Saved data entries
┄┄┄┄┄┄┄┄┄┄┄┄┄┄┄┄┄┄┄┄

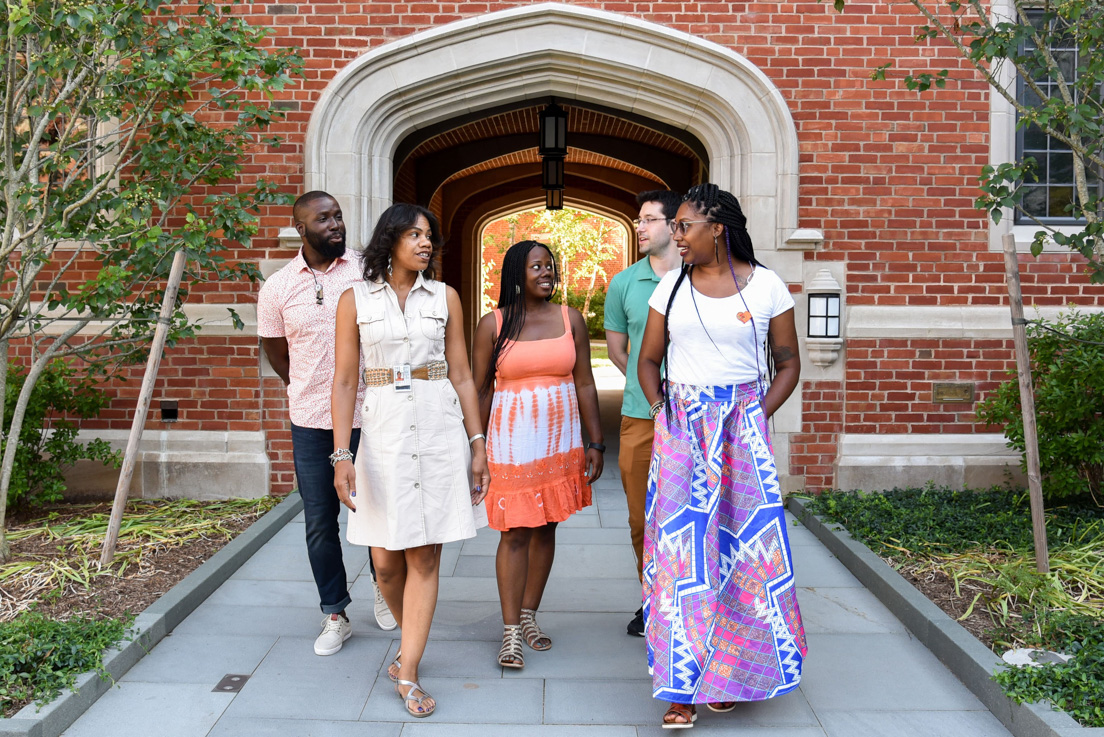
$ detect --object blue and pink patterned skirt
[644,384,808,704]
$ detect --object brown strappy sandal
[664,704,698,729]
[498,624,526,669]
[521,609,552,652]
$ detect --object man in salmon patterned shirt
[257,192,395,655]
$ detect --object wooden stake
[99,249,187,568]
[1004,233,1050,574]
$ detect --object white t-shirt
[648,266,794,386]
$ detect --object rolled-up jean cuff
[321,596,352,615]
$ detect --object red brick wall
[30,0,1104,491]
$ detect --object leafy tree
[835,0,1104,284]
[0,0,301,559]
[534,207,617,318]
[977,312,1104,504]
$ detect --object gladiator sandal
[521,609,552,651]
[498,624,526,669]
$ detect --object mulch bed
[896,557,999,654]
[4,504,263,618]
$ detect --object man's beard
[306,232,346,260]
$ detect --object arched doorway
[305,3,805,478]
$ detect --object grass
[808,487,1104,727]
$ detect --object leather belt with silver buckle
[364,361,448,386]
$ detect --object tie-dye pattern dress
[486,307,591,531]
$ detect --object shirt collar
[368,271,433,295]
[636,256,659,281]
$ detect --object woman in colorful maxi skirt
[638,184,807,729]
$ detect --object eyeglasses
[633,217,671,227]
[671,220,713,235]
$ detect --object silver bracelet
[330,448,352,466]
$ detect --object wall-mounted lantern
[806,269,843,366]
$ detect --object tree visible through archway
[480,207,629,337]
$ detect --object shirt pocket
[357,312,388,344]
[418,307,446,341]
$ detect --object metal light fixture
[537,102,567,158]
[541,157,563,190]
[537,102,567,210]
[808,292,839,338]
[805,269,843,366]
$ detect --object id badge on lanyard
[391,363,411,392]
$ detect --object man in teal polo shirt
[605,190,682,637]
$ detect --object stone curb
[787,496,1104,737]
[0,494,302,737]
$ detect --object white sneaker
[315,615,352,655]
[369,576,397,632]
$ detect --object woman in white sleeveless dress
[331,204,490,717]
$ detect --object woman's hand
[333,461,357,512]
[586,448,606,483]
[471,440,490,506]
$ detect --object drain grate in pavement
[211,673,250,694]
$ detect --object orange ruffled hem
[486,448,592,531]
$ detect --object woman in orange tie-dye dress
[473,241,606,667]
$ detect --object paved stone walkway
[65,383,1009,737]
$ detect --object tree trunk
[0,338,11,563]
[583,265,598,322]
[0,352,53,560]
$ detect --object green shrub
[553,287,606,339]
[0,360,119,508]
[977,312,1104,501]
[994,612,1104,727]
[0,611,129,715]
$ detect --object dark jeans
[291,423,360,615]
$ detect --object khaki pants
[617,417,656,577]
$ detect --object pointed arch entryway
[305,3,805,483]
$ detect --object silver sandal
[395,679,437,719]
[498,624,526,669]
[521,609,552,652]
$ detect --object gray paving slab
[790,545,862,588]
[217,638,391,722]
[361,675,544,725]
[820,712,1008,737]
[121,632,279,688]
[403,719,637,737]
[63,683,233,737]
[232,545,368,581]
[174,601,322,637]
[802,633,985,714]
[797,587,906,634]
[206,716,404,737]
[375,638,502,679]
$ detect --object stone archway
[305,3,802,255]
[305,3,819,482]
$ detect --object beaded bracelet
[330,448,352,466]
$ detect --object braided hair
[479,241,560,398]
[661,182,774,417]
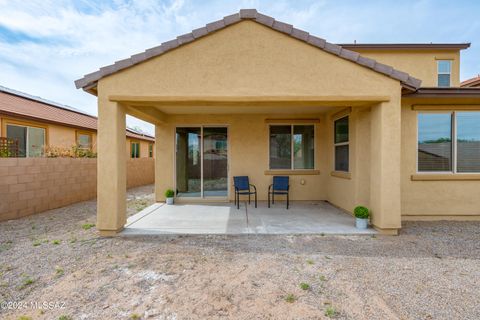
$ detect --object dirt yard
[0,186,480,320]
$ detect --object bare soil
[0,186,480,320]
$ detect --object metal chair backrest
[233,176,250,190]
[273,176,288,191]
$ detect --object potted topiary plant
[165,189,175,204]
[353,206,370,229]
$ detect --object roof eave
[339,42,471,50]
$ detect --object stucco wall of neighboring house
[98,21,401,232]
[355,49,460,87]
[0,115,155,158]
[401,101,480,220]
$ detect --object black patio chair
[233,176,257,209]
[268,176,290,210]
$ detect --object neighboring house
[0,86,155,158]
[75,9,480,235]
[460,74,480,88]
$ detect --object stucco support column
[155,122,175,202]
[370,94,401,234]
[97,97,127,236]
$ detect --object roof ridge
[0,85,97,118]
[75,9,422,90]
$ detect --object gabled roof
[460,74,480,88]
[0,86,155,141]
[75,9,421,93]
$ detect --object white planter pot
[355,218,368,229]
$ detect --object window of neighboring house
[77,133,92,150]
[7,124,45,157]
[437,60,452,87]
[130,142,140,158]
[270,125,315,170]
[148,143,153,158]
[333,116,349,172]
[418,111,480,173]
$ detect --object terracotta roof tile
[460,75,480,87]
[0,86,155,141]
[75,9,421,90]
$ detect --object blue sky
[0,0,480,133]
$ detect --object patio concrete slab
[121,201,376,235]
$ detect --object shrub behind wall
[0,158,154,221]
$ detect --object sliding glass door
[176,127,228,198]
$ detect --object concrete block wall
[0,158,154,221]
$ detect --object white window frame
[5,123,47,158]
[268,123,317,171]
[415,110,480,175]
[333,114,350,173]
[437,59,453,88]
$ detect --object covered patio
[76,10,420,236]
[120,201,377,236]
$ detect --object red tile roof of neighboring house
[75,9,422,93]
[460,74,480,88]
[0,86,155,141]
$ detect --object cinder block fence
[0,158,154,221]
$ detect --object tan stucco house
[76,9,480,235]
[0,86,155,158]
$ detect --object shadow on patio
[121,201,376,235]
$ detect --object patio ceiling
[109,95,390,122]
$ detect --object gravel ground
[0,186,480,320]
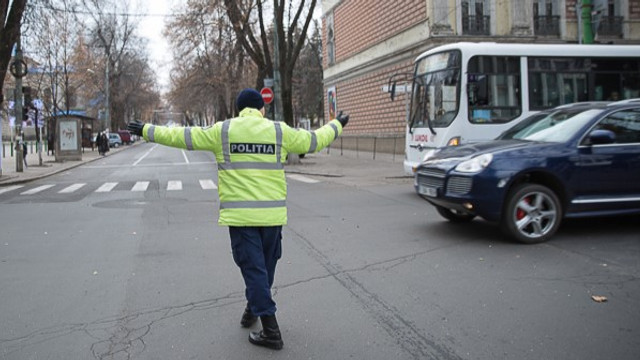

┄┄┄┄┄┄┄┄┄┄┄┄┄┄┄┄┄┄┄┄

WHAT IS BEING ASKED: Edit the items above so that every "patio" becomes "terrace" and nothing else changes. Leave the pictures out of your answer.

THE RESULT:
$ detect --object blue and pink patterned skirt
[644,384,808,704]
$ detect --object brown strappy sandal
[664,704,698,729]
[498,624,526,669]
[521,609,552,652]
$ detect --object man in salmon patterned shirt
[257,192,395,655]
$ detect --object wooden stake
[99,249,187,568]
[1004,233,1050,574]
$ detect --object white t-shirt
[648,266,794,386]
$ detect --object rolled-up jean cuff
[321,596,352,615]
$ detect --object red brick wall
[30,0,1104,491]
$ detect --object leafy tree
[835,0,1104,284]
[0,0,301,559]
[534,207,617,318]
[977,312,1104,504]
$ detect --object gladiator sandal
[521,609,552,651]
[498,624,526,669]
$ detect --object mulch bed
[896,557,999,654]
[4,504,263,618]
$ detect --object man's beard
[306,232,346,260]
$ detect --object arched doorway
[305,3,805,478]
$ detect --object grass
[808,487,1104,727]
$ detect --object leather belt with silver buckle
[364,361,448,386]
$ detect --object tie-dye pattern dress
[486,307,591,531]
$ detect --object shirt collar
[368,271,433,295]
[636,256,659,281]
$ detect --object woman in colorful maxi skirt
[638,184,807,729]
$ detect --object eyeglasses
[633,217,671,227]
[671,220,713,235]
$ detect --object silver bracelet
[330,448,352,466]
$ detect --object wall-mounted lantern
[806,269,843,366]
$ detect --object tree visible through archway
[480,207,629,337]
$ detect --object shirt pocket
[357,312,388,344]
[418,307,446,341]
$ detect --object metal light fixture
[537,102,567,158]
[541,157,563,190]
[537,102,567,210]
[808,292,839,338]
[805,269,843,366]
$ detect --object id badge on lanyard
[391,363,411,392]
$ detect --object man in teal polo shirt
[605,190,682,637]
$ detect --object stone curb
[787,496,1104,737]
[0,494,302,737]
$ detect --object white sneaker
[315,615,352,655]
[369,576,397,632]
$ detect --object woman in white sleeveless dress
[331,204,490,717]
$ detect --object woman's hand
[333,461,357,512]
[586,448,606,483]
[471,440,490,506]
$ detect --object drain grate in pavement
[211,673,250,694]
$ detect --object orange ruffled hem
[486,448,592,531]
$ detect --object woman in orange tie-dye dress
[473,241,606,667]
$ detect --object paved stone walkway
[65,383,1009,737]
$ detect --object tree trunk
[0,338,11,563]
[583,265,598,322]
[0,352,53,560]
$ detect --object green shrub
[553,287,606,339]
[0,360,119,508]
[977,312,1104,501]
[994,612,1104,727]
[0,611,129,715]
$ detect --object dark jeans
[291,423,360,615]
$ detect --object khaki pants
[617,417,656,577]
$ detect --object pointed arch entryway
[305,3,805,483]
$ detect --object silver sandal
[395,679,437,719]
[498,624,526,669]
[521,609,552,652]
$ detect --object gray paving slab
[790,545,862,588]
[217,638,391,722]
[361,675,544,725]
[820,712,1008,737]
[121,632,279,688]
[403,719,637,737]
[63,683,233,737]
[232,545,368,581]
[174,601,322,637]
[802,633,985,714]
[797,587,906,634]
[206,716,404,737]
[375,638,502,679]
$ detect --object stone archway
[305,3,802,255]
[305,3,819,482]
$ detect --object beaded bracelet
[330,448,352,466]
$ detect --object braided hair
[479,241,560,398]
[661,182,774,417]
$ detect --object dirt yard
[0,186,480,320]
$ detect --object bare soil
[0,186,480,320]
$ detect --object metal chair backrest
[233,176,250,190]
[273,176,288,191]
$ detect --object potted topiary plant
[165,189,175,204]
[353,206,370,229]
$ detect --object roof eave
[339,42,471,50]
$ detect --object stucco wall of neighboring house
[98,21,401,232]
[355,49,460,87]
[0,115,155,158]
[401,101,480,220]
$ detect --object black terrace chair
[233,176,257,209]
[268,176,290,210]
$ detect --object neighboring house
[0,86,155,158]
[75,9,480,235]
[460,74,480,88]
$ detect --object stucco support column
[155,122,175,202]
[370,94,401,234]
[97,97,127,236]
$ detect --object roof ridge
[0,85,97,118]
[75,9,422,90]
$ detect --object gabled roof
[460,74,480,88]
[0,86,155,141]
[75,9,421,93]
$ detect --object white planter pot
[355,218,368,229]
$ detect --object window of neighboring house
[77,133,92,150]
[7,124,45,157]
[437,60,452,87]
[130,142,140,158]
[270,125,315,170]
[148,143,153,158]
[333,116,349,172]
[418,111,480,173]
$ detect --object terracotta roof tile
[460,75,480,87]
[0,86,155,141]
[75,9,421,90]
$ detect --object blue sky
[0,0,480,133]
$ detect --object terrace concrete slab
[121,201,376,235]
$ detect --object shrub behind wall
[0,158,154,221]
$ detect --object sliding glass door
[176,127,228,198]
$ detect --object concrete block wall
[0,158,154,221]
$ detect --object white window frame
[5,123,47,158]
[268,123,317,171]
[415,110,480,175]
[333,114,350,173]
[437,59,453,88]
$ detect --object covered terrace
[76,10,420,236]
[120,201,377,236]
$ detect --object red tile roof of neighboring house
[75,9,422,93]
[460,74,480,88]
[0,86,155,141]
$ detect --object cinder block fence
[0,158,154,221]
$ detect --object tan stucco house
[76,9,480,235]
[0,86,155,158]
$ detect --object shadow on terrace
[121,201,376,235]
$ detect --object terrace ceiling
[109,95,390,122]
$ detect --object gravel ground
[0,186,480,320]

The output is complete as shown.